Instruction ▸ Reproduce the records below word for word, leaving out the pictures.

Information provided ▸

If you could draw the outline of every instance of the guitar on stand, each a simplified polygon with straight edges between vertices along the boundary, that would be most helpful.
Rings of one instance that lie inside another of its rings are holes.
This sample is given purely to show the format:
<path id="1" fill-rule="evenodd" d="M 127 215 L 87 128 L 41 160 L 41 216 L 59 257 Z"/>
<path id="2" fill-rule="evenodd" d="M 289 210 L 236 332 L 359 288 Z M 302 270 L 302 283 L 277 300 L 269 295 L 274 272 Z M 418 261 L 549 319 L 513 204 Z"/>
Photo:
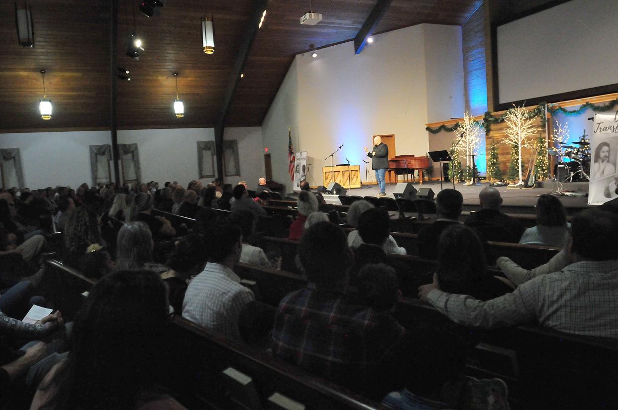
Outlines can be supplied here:
<path id="1" fill-rule="evenodd" d="M 536 182 L 536 158 L 538 156 L 539 150 L 536 148 L 530 157 L 530 163 L 528 164 L 528 173 L 523 181 L 524 188 L 534 188 Z"/>

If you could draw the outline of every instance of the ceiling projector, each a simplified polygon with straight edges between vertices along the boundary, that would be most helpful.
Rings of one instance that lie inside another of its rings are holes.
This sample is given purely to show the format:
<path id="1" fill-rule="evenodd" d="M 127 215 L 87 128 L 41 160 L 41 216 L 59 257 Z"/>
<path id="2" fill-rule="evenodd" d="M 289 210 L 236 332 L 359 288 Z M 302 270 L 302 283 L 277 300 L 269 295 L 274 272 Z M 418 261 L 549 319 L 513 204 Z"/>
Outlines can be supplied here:
<path id="1" fill-rule="evenodd" d="M 322 21 L 322 15 L 320 13 L 312 13 L 309 12 L 303 17 L 300 17 L 301 24 L 315 25 L 321 21 Z"/>

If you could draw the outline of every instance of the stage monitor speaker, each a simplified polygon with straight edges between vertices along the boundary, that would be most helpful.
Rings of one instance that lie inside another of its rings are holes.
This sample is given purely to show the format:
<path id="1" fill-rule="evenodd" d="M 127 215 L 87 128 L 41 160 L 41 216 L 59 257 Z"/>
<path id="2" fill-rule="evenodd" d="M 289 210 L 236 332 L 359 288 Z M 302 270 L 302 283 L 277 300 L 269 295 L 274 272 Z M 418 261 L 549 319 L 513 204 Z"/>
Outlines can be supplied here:
<path id="1" fill-rule="evenodd" d="M 417 197 L 423 199 L 433 199 L 433 190 L 431 188 L 421 188 L 417 192 Z"/>
<path id="2" fill-rule="evenodd" d="M 347 190 L 337 182 L 331 182 L 326 188 L 326 192 L 332 195 L 345 195 Z"/>
<path id="3" fill-rule="evenodd" d="M 395 199 L 397 198 L 413 199 L 417 195 L 417 189 L 410 182 L 397 182 L 392 195 L 395 197 Z"/>

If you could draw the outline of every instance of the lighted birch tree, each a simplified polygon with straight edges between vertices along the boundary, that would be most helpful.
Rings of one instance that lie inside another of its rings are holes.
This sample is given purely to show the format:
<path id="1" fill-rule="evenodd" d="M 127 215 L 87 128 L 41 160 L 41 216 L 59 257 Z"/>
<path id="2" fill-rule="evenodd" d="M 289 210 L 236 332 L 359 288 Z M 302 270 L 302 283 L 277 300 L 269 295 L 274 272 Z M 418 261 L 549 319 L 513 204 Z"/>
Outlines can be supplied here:
<path id="1" fill-rule="evenodd" d="M 466 157 L 466 164 L 472 167 L 472 156 L 476 154 L 476 150 L 481 144 L 481 127 L 474 117 L 466 111 L 464 114 L 463 121 L 459 121 L 459 126 L 454 130 L 455 143 L 459 153 Z M 472 175 L 475 170 L 472 169 Z M 471 177 L 473 178 L 473 176 Z"/>
<path id="2" fill-rule="evenodd" d="M 523 106 L 514 106 L 512 108 L 505 113 L 503 116 L 506 128 L 504 129 L 506 136 L 500 143 L 509 144 L 517 150 L 517 158 L 519 161 L 519 182 L 523 183 L 523 171 L 522 166 L 522 148 L 534 148 L 535 140 L 530 137 L 536 135 L 540 129 L 535 126 L 535 118 L 529 117 L 528 110 Z"/>

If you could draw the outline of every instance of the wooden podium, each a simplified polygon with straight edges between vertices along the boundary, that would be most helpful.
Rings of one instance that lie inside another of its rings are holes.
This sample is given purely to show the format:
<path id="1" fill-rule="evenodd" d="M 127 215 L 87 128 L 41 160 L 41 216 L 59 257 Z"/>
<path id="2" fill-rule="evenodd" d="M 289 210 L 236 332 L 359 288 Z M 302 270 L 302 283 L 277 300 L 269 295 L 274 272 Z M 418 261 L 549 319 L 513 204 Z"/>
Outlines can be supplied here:
<path id="1" fill-rule="evenodd" d="M 350 174 L 352 174 L 351 183 Z M 322 181 L 325 187 L 328 187 L 331 182 L 335 182 L 347 189 L 360 188 L 360 166 L 350 165 L 348 168 L 347 165 L 341 165 L 333 166 L 332 169 L 330 166 L 323 167 Z"/>

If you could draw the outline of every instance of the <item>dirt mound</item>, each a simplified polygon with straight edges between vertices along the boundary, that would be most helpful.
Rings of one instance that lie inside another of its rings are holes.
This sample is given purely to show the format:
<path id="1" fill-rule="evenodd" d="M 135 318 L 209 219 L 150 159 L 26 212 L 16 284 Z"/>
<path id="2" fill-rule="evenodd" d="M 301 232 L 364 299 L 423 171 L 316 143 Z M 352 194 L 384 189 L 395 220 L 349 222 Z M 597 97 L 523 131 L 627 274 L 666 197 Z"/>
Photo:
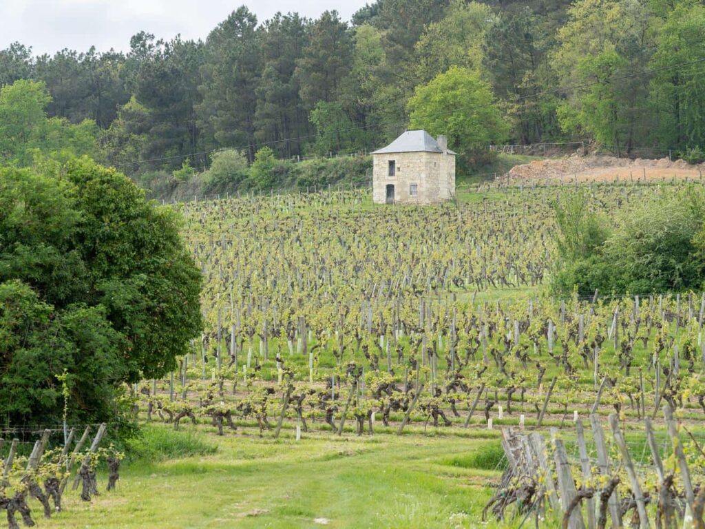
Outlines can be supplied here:
<path id="1" fill-rule="evenodd" d="M 613 180 L 655 180 L 701 178 L 705 164 L 690 165 L 684 160 L 668 158 L 643 159 L 615 158 L 603 154 L 535 160 L 513 167 L 506 177 L 510 180 L 573 180 L 578 181 Z"/>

Output of the exercise ▸
If you could draw the outline of every instance of the guitar on stand, each a simplified polygon with straight edges between vertices along the boundary, that would be most helpful.
Rings of one instance that lie inside another of its rings are holes.
This sample is given purely to show the format:
<path id="1" fill-rule="evenodd" d="M 127 215 L 87 128 L 41 160 L 41 216 L 59 257 Z"/>
<path id="2" fill-rule="evenodd" d="M 289 210 L 236 332 L 359 288 Z M 302 270 L 302 283 L 277 300 L 269 295 L 274 272 Z M 418 261 L 549 319 L 513 204 Z"/>
Photo:
Outlines can be supplied here:
<path id="1" fill-rule="evenodd" d="M 536 182 L 536 158 L 538 156 L 539 150 L 536 148 L 530 157 L 530 163 L 528 164 L 528 173 L 523 181 L 524 188 L 534 188 Z"/>

If you could draw the outline of every instance of the ceiling projector, each a simplified polygon with straight edges between vertices along the boundary, that would be most helpful.
Rings of one instance that lie inside another of its rings are holes.
This sample is given purely to show the format:
<path id="1" fill-rule="evenodd" d="M 127 215 L 87 128 L 41 160 L 41 216 L 59 257 Z"/>
<path id="2" fill-rule="evenodd" d="M 289 210 L 236 332 L 359 288 Z M 302 270 L 302 283 L 277 300 L 269 295 L 274 272 Z M 418 261 L 549 319 L 513 204 Z"/>
Outlines can be supplied here:
<path id="1" fill-rule="evenodd" d="M 322 21 L 322 15 L 320 13 L 312 13 L 309 12 L 303 17 L 300 17 L 301 24 L 315 25 L 321 21 Z"/>

If you could draw the outline of every instance of the stage monitor speaker, each a simplified polygon with straight edges between vertices along the boundary, that would be most helpful.
Rings of one instance that lie inside another of its rings are holes.
This sample is given purely to show the format:
<path id="1" fill-rule="evenodd" d="M 127 215 L 87 128 L 41 160 L 41 216 L 59 257 Z"/>
<path id="2" fill-rule="evenodd" d="M 289 210 L 236 332 L 359 288 Z M 302 270 L 302 283 L 277 300 L 269 295 L 274 272 Z M 418 261 L 549 319 L 513 204 Z"/>
Outlines can be supplied here:
<path id="1" fill-rule="evenodd" d="M 417 197 L 423 199 L 433 199 L 433 190 L 431 188 L 421 188 L 417 192 Z"/>
<path id="2" fill-rule="evenodd" d="M 347 190 L 337 182 L 331 182 L 326 188 L 326 192 L 332 195 L 345 195 Z"/>
<path id="3" fill-rule="evenodd" d="M 395 199 L 397 198 L 413 199 L 417 195 L 417 189 L 410 182 L 397 182 L 392 195 L 395 197 Z"/>

If you could draw the outline of every instance of the lighted birch tree, each a simplified polygon with straight edges between vertices along the boundary, that would be most helpful.
Rings of one instance that lie inside another of its rings are holes.
This sample is given purely to show the format:
<path id="1" fill-rule="evenodd" d="M 127 215 L 87 128 L 41 160 L 41 216 L 59 257 Z"/>
<path id="2" fill-rule="evenodd" d="M 289 210 L 236 332 L 359 288 Z M 302 270 L 302 283 L 277 300 L 269 295 L 274 272 Z M 418 261 L 549 319 L 513 204 Z"/>
Outlines can be supplied here:
<path id="1" fill-rule="evenodd" d="M 466 157 L 466 164 L 472 167 L 472 156 L 476 154 L 476 150 L 481 144 L 481 127 L 474 117 L 466 111 L 464 114 L 463 121 L 459 121 L 459 126 L 454 130 L 455 143 L 459 153 Z M 472 175 L 475 170 L 472 169 Z M 471 177 L 473 178 L 473 176 Z"/>
<path id="2" fill-rule="evenodd" d="M 523 106 L 514 106 L 512 108 L 505 113 L 503 116 L 506 128 L 504 129 L 506 136 L 500 143 L 509 144 L 517 150 L 517 158 L 519 161 L 519 182 L 523 183 L 523 171 L 522 166 L 522 148 L 534 148 L 535 140 L 530 137 L 536 135 L 540 129 L 535 126 L 535 118 L 529 117 L 528 110 Z"/>

If you could draw the outline of every instance of the wooden podium, each a simplified polygon with straight edges between vertices along the boundary, that would be most helpful.
Rings of one instance that lie inside another of its rings are holes.
This sample is given purely to show the format:
<path id="1" fill-rule="evenodd" d="M 127 215 L 87 128 L 41 160 L 41 216 L 59 257 Z"/>
<path id="2" fill-rule="evenodd" d="M 289 210 L 236 332 L 359 288 Z M 302 270 L 302 283 L 277 300 L 269 295 L 274 272 Z M 418 261 L 549 319 L 513 204 Z"/>
Outlines can be supplied here:
<path id="1" fill-rule="evenodd" d="M 350 174 L 352 174 L 351 183 Z M 322 181 L 325 187 L 328 187 L 331 182 L 335 182 L 347 189 L 360 188 L 360 166 L 350 165 L 348 168 L 347 165 L 341 165 L 333 166 L 332 169 L 330 166 L 323 167 Z"/>

If you could draw the outline of every instance of the <item>dirt mound</item>, each a simplified polygon with straight edges between vertices along the boundary, that would be most helpful.
Rings of one instance that lie inside another of its rings are holes.
This sample is given purely to show the format:
<path id="1" fill-rule="evenodd" d="M 135 318 L 209 219 L 150 159 L 26 212 L 16 284 Z"/>
<path id="2" fill-rule="evenodd" d="M 301 232 L 364 299 L 423 171 L 316 143 Z M 352 194 L 384 189 L 395 220 L 349 222 Z M 597 97 L 523 131 L 627 274 L 666 197 Z"/>
Photo:
Outlines can be supplied here:
<path id="1" fill-rule="evenodd" d="M 613 180 L 655 180 L 701 178 L 705 164 L 690 165 L 684 160 L 668 158 L 643 159 L 615 158 L 603 154 L 535 160 L 513 167 L 506 177 L 510 180 L 573 180 L 578 181 Z"/>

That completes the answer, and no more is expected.